**Work item:** State how many lines in the rows below contain the string "exact". Reply with the number alone.

[Saved data entries]
###
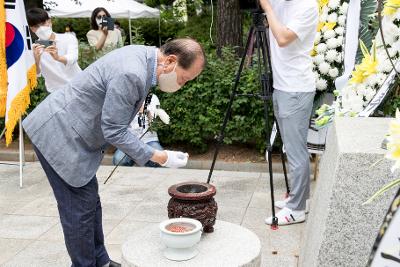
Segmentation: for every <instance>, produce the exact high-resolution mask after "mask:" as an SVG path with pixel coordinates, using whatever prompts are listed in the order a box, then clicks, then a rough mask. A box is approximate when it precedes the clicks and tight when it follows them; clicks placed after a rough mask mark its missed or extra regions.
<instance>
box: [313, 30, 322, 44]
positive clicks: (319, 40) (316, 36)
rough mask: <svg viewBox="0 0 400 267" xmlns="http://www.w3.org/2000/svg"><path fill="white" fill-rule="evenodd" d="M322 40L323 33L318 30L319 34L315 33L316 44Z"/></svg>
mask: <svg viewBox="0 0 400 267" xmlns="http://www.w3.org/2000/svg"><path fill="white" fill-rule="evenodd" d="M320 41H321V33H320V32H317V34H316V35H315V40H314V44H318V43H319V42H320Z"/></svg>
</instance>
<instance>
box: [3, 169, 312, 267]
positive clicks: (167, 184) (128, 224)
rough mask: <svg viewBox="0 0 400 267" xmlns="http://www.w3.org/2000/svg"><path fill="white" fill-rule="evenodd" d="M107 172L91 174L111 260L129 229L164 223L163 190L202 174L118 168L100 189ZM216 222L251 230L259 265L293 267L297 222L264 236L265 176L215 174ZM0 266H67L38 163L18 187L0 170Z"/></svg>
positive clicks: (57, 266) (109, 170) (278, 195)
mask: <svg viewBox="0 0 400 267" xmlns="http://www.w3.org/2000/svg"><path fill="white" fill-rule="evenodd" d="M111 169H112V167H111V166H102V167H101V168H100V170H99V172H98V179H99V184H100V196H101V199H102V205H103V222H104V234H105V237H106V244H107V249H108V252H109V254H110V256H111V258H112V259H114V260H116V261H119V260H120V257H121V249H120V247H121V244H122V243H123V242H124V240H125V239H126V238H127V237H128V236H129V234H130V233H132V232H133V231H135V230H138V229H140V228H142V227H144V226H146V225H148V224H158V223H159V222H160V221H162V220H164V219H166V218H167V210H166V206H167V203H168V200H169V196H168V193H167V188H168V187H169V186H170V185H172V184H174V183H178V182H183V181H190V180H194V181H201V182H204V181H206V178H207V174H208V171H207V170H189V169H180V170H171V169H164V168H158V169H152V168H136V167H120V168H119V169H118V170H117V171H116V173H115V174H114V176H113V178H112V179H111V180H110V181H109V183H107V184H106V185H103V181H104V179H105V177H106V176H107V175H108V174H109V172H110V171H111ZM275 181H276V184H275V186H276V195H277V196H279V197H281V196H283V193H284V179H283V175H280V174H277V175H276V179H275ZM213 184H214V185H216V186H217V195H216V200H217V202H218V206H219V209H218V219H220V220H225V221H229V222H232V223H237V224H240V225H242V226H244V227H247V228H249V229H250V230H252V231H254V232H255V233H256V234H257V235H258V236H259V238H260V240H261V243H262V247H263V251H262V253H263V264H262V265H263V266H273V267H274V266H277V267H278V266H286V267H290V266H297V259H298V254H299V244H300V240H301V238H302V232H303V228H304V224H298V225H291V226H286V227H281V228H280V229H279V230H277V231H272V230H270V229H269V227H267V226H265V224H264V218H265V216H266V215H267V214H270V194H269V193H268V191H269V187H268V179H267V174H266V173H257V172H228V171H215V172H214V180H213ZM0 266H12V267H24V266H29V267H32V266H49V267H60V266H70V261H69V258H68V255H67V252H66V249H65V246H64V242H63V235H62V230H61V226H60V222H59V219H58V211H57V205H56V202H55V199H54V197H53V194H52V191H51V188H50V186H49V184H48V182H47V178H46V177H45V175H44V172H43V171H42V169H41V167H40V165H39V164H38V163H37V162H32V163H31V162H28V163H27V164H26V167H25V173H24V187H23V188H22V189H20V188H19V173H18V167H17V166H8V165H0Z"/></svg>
###
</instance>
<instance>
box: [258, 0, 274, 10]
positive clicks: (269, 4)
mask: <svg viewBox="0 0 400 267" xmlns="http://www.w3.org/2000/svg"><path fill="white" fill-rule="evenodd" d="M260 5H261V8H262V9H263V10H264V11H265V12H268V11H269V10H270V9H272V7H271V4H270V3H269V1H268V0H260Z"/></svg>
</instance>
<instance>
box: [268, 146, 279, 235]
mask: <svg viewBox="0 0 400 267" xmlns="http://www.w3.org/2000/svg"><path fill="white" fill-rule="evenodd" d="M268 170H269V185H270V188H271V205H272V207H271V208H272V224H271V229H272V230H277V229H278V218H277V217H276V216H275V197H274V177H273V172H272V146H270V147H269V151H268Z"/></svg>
###
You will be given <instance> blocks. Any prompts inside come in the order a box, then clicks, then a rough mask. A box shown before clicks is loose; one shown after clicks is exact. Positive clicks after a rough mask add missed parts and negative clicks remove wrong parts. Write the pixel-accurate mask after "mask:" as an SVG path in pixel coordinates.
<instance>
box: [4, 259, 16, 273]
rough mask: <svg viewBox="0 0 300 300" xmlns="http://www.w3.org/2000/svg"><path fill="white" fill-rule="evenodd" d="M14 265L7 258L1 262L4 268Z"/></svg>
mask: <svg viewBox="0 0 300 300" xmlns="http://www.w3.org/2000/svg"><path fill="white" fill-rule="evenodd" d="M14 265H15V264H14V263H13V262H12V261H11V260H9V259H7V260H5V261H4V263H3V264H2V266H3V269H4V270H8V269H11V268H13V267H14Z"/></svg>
###
**Answer below:** 2